TASK BRIEF:
Rewrite the records from the line containing "segment --target pine" through the line containing "161 8 L 163", with "pine tree" changed to "conifer" and nothing else altered; give only those lines.

INPUT FOR THIS TASK:
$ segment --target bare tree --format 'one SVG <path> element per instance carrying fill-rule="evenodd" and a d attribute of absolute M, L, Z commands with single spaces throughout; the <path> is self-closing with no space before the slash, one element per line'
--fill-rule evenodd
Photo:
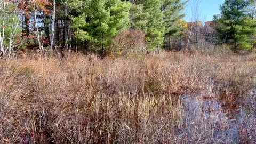
<path fill-rule="evenodd" d="M 52 34 L 51 34 L 51 46 L 50 47 L 50 50 L 52 51 L 54 41 L 54 36 L 55 36 L 55 15 L 56 13 L 56 2 L 55 0 L 53 0 L 53 12 L 52 14 Z"/>
<path fill-rule="evenodd" d="M 200 15 L 200 3 L 201 0 L 194 0 L 193 2 L 193 7 L 192 9 L 192 21 L 195 22 L 195 23 L 194 26 L 192 26 L 192 27 L 195 27 L 195 30 L 194 31 L 194 35 L 195 35 L 195 42 L 196 45 L 196 48 L 198 48 L 198 31 L 199 30 L 199 20 L 201 18 Z"/>
<path fill-rule="evenodd" d="M 21 1 L 17 1 L 15 3 L 15 9 L 10 12 L 8 9 L 9 1 L 3 1 L 0 2 L 0 6 L 2 7 L 0 11 L 2 18 L 0 27 L 0 57 L 4 58 L 7 57 L 10 58 L 13 53 L 13 48 L 18 47 L 22 44 L 20 41 L 16 43 L 14 41 L 18 29 L 21 28 L 20 21 L 24 14 L 24 11 L 19 11 L 18 6 Z M 7 13 L 6 13 L 7 12 Z M 9 31 L 5 33 L 5 29 L 9 28 Z"/>

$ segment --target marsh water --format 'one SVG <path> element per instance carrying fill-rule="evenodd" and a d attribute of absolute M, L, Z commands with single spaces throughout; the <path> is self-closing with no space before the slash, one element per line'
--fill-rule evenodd
<path fill-rule="evenodd" d="M 256 89 L 246 95 L 207 93 L 181 97 L 180 137 L 218 143 L 256 143 Z"/>

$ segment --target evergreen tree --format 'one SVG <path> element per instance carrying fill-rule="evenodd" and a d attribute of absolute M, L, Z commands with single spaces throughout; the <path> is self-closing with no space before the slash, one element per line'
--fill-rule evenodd
<path fill-rule="evenodd" d="M 162 1 L 130 1 L 133 4 L 130 11 L 130 26 L 145 31 L 148 50 L 153 51 L 159 49 L 163 44 L 165 31 L 161 12 Z"/>
<path fill-rule="evenodd" d="M 92 51 L 104 55 L 118 32 L 127 28 L 130 4 L 120 0 L 82 1 L 82 14 L 73 19 L 75 36 L 78 41 L 94 46 Z M 79 6 L 76 2 L 72 2 Z"/>
<path fill-rule="evenodd" d="M 167 43 L 166 45 L 169 46 L 170 50 L 171 39 L 177 39 L 182 37 L 183 33 L 181 30 L 181 20 L 185 17 L 182 12 L 187 1 L 182 2 L 180 0 L 163 1 L 161 10 L 164 15 L 163 21 L 165 27 L 165 42 Z"/>
<path fill-rule="evenodd" d="M 250 37 L 255 33 L 255 27 L 247 14 L 249 4 L 245 0 L 226 0 L 220 7 L 220 18 L 215 20 L 219 37 L 235 52 L 252 47 Z"/>

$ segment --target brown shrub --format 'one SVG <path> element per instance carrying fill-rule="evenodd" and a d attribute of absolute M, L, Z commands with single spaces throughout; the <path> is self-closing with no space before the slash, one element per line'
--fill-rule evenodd
<path fill-rule="evenodd" d="M 215 139 L 215 125 L 227 127 L 222 110 L 205 118 L 195 109 L 197 120 L 190 121 L 191 103 L 185 105 L 183 95 L 204 92 L 192 103 L 197 106 L 223 91 L 244 94 L 256 83 L 254 57 L 2 60 L 0 143 L 230 143 L 225 133 Z"/>

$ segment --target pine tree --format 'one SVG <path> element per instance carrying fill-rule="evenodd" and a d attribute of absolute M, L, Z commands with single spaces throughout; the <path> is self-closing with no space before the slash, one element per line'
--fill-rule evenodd
<path fill-rule="evenodd" d="M 161 8 L 163 14 L 163 21 L 165 27 L 165 42 L 171 46 L 171 39 L 180 39 L 182 37 L 181 30 L 181 20 L 185 17 L 182 13 L 187 1 L 180 0 L 163 0 Z M 169 47 L 170 49 L 171 47 Z"/>
<path fill-rule="evenodd" d="M 163 44 L 165 31 L 162 0 L 130 1 L 133 4 L 130 11 L 130 26 L 145 33 L 148 50 L 159 49 Z"/>
<path fill-rule="evenodd" d="M 216 20 L 220 39 L 231 45 L 235 52 L 252 47 L 250 37 L 255 27 L 247 14 L 249 4 L 245 0 L 226 0 L 220 7 L 220 18 Z"/>
<path fill-rule="evenodd" d="M 81 10 L 83 14 L 73 19 L 75 36 L 78 41 L 92 45 L 91 50 L 105 55 L 115 36 L 128 27 L 130 4 L 119 0 L 84 0 L 83 2 L 85 4 Z"/>

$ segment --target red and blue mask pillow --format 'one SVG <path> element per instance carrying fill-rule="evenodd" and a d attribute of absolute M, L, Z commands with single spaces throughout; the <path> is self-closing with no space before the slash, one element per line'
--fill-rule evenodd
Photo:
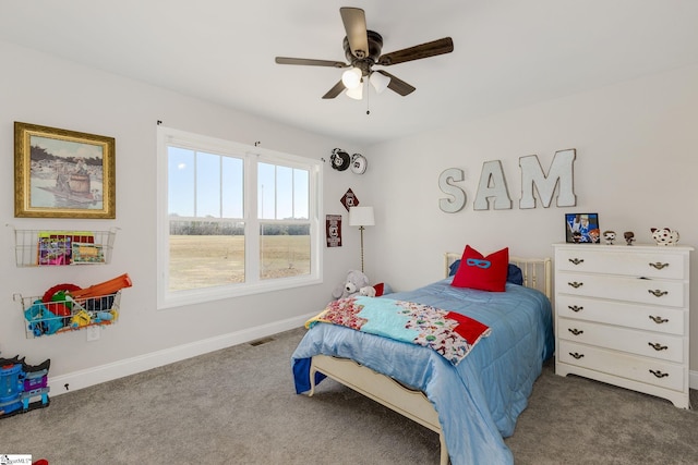
<path fill-rule="evenodd" d="M 466 245 L 466 249 L 459 261 L 457 266 L 458 269 L 455 272 L 450 285 L 455 287 L 477 289 L 480 291 L 504 292 L 510 268 L 508 247 L 484 256 L 469 245 Z M 518 267 L 513 267 L 515 268 L 515 272 L 518 270 L 520 277 Z"/>

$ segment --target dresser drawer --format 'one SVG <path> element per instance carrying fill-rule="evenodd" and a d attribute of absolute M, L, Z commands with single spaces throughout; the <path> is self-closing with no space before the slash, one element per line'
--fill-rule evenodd
<path fill-rule="evenodd" d="M 557 316 L 624 326 L 667 334 L 684 334 L 686 310 L 652 307 L 616 301 L 561 294 L 555 299 Z"/>
<path fill-rule="evenodd" d="M 556 356 L 568 365 L 601 371 L 674 391 L 684 390 L 684 366 L 652 358 L 611 352 L 599 347 L 559 341 Z"/>
<path fill-rule="evenodd" d="M 687 286 L 681 281 L 650 280 L 602 274 L 558 272 L 559 294 L 612 298 L 640 304 L 685 307 Z"/>
<path fill-rule="evenodd" d="M 627 274 L 646 278 L 684 279 L 688 269 L 688 256 L 671 252 L 643 252 L 628 246 L 601 246 L 588 248 L 558 248 L 555 265 L 562 271 L 581 271 L 607 274 Z M 615 252 L 614 252 L 615 248 Z"/>
<path fill-rule="evenodd" d="M 684 354 L 684 340 L 681 336 L 589 321 L 559 318 L 557 334 L 561 340 L 629 352 L 662 360 L 682 363 L 687 355 Z"/>

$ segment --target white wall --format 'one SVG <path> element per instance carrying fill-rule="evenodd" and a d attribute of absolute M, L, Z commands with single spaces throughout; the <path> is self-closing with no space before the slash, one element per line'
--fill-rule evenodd
<path fill-rule="evenodd" d="M 552 256 L 564 242 L 565 212 L 598 212 L 601 230 L 673 228 L 698 246 L 698 66 L 520 108 L 479 121 L 369 148 L 376 225 L 366 230 L 368 274 L 398 290 L 443 274 L 442 254 L 466 244 L 483 253 Z M 575 148 L 577 206 L 518 209 L 519 157 L 538 155 L 545 170 L 556 150 Z M 502 160 L 510 210 L 472 209 L 482 163 Z M 444 213 L 438 175 L 465 171 L 466 208 Z M 691 257 L 691 386 L 698 388 L 698 253 Z M 406 272 L 405 270 L 410 270 Z"/>
<path fill-rule="evenodd" d="M 157 366 L 232 343 L 302 325 L 332 298 L 332 290 L 358 267 L 359 235 L 345 228 L 345 246 L 324 254 L 324 283 L 156 310 L 156 122 L 194 133 L 328 160 L 332 149 L 361 147 L 329 139 L 208 102 L 86 69 L 46 54 L 0 42 L 0 351 L 38 364 L 51 358 L 50 378 L 71 389 Z M 116 137 L 117 219 L 57 220 L 14 218 L 13 122 Z M 339 199 L 352 187 L 362 198 L 361 178 L 325 163 L 325 213 L 346 210 Z M 108 230 L 120 228 L 113 259 L 106 266 L 17 268 L 12 224 L 20 230 Z M 324 234 L 323 234 L 324 236 Z M 87 342 L 85 332 L 27 340 L 20 304 L 13 294 L 40 295 L 63 282 L 87 286 L 128 272 L 133 287 L 121 298 L 121 318 Z M 62 382 L 58 383 L 62 387 Z M 60 393 L 53 388 L 53 393 Z"/>

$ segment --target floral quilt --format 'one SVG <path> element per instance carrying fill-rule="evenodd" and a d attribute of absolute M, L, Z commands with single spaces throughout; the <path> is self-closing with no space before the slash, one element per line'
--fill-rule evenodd
<path fill-rule="evenodd" d="M 357 331 L 434 350 L 452 365 L 458 365 L 490 328 L 455 311 L 414 302 L 375 297 L 347 297 L 330 302 L 305 322 L 339 325 Z"/>

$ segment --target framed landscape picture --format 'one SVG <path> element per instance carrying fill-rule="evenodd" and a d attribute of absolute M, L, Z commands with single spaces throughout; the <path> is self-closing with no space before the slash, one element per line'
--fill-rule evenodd
<path fill-rule="evenodd" d="M 565 213 L 565 240 L 575 244 L 600 244 L 599 213 Z"/>
<path fill-rule="evenodd" d="M 116 218 L 113 137 L 14 123 L 14 216 Z"/>

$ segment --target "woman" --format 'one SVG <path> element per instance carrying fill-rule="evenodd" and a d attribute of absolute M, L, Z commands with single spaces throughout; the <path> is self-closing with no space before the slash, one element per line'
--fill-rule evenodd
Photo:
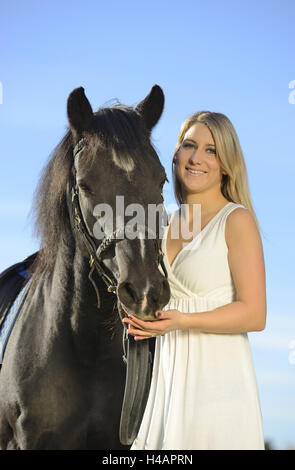
<path fill-rule="evenodd" d="M 163 238 L 171 299 L 159 320 L 124 320 L 135 340 L 157 336 L 132 449 L 264 449 L 247 337 L 265 327 L 263 248 L 242 150 L 226 116 L 202 111 L 184 122 L 173 180 L 187 210 L 172 214 Z M 187 240 L 181 225 L 193 226 L 196 207 L 201 230 Z"/>

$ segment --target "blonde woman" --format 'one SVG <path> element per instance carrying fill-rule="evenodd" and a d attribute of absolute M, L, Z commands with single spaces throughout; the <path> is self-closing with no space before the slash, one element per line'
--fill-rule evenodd
<path fill-rule="evenodd" d="M 186 210 L 172 214 L 163 238 L 171 299 L 159 320 L 124 320 L 135 340 L 157 336 L 132 449 L 264 449 L 247 336 L 265 328 L 263 247 L 239 139 L 225 115 L 202 111 L 184 122 L 173 181 Z M 191 239 L 182 235 L 185 224 Z"/>

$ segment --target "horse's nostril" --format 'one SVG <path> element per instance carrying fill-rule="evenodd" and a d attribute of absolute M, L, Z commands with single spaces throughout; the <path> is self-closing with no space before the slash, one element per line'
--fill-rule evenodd
<path fill-rule="evenodd" d="M 122 283 L 119 289 L 124 298 L 127 296 L 129 299 L 132 299 L 133 302 L 137 302 L 138 296 L 131 282 L 126 281 Z"/>

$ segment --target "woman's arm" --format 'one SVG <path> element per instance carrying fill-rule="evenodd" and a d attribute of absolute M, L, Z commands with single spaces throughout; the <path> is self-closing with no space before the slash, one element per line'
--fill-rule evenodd
<path fill-rule="evenodd" d="M 263 248 L 250 211 L 238 208 L 229 214 L 225 228 L 228 262 L 237 300 L 201 313 L 160 311 L 160 321 L 126 319 L 136 339 L 165 334 L 175 329 L 196 328 L 206 333 L 243 333 L 265 328 L 266 289 Z"/>

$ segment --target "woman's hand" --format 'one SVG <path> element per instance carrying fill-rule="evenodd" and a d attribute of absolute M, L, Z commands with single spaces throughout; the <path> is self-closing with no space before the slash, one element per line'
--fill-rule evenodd
<path fill-rule="evenodd" d="M 123 322 L 129 324 L 128 334 L 134 336 L 135 341 L 185 328 L 184 314 L 179 310 L 158 310 L 157 317 L 159 320 L 144 321 L 129 315 L 123 318 Z"/>

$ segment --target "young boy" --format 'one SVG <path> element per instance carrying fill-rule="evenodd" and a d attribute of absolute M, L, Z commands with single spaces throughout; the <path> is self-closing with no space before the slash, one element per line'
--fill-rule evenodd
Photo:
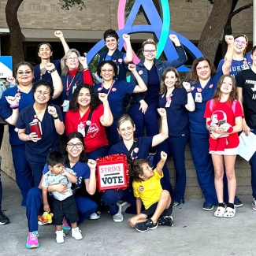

TASK RESULT:
$ segment --target conifer --format 'one SVG <path> element per instance carrying fill-rule="evenodd" and a d attribute of absolute M, L, Z commands with single spaces throughout; the <path> is self-closing with no space before the slash, one element per line'
--fill-rule evenodd
<path fill-rule="evenodd" d="M 161 8 L 163 14 L 163 21 L 165 27 L 165 42 L 171 46 L 171 39 L 180 39 L 182 37 L 181 30 L 181 20 L 185 17 L 182 13 L 187 1 L 180 0 L 163 0 Z M 169 47 L 170 49 L 171 47 Z"/>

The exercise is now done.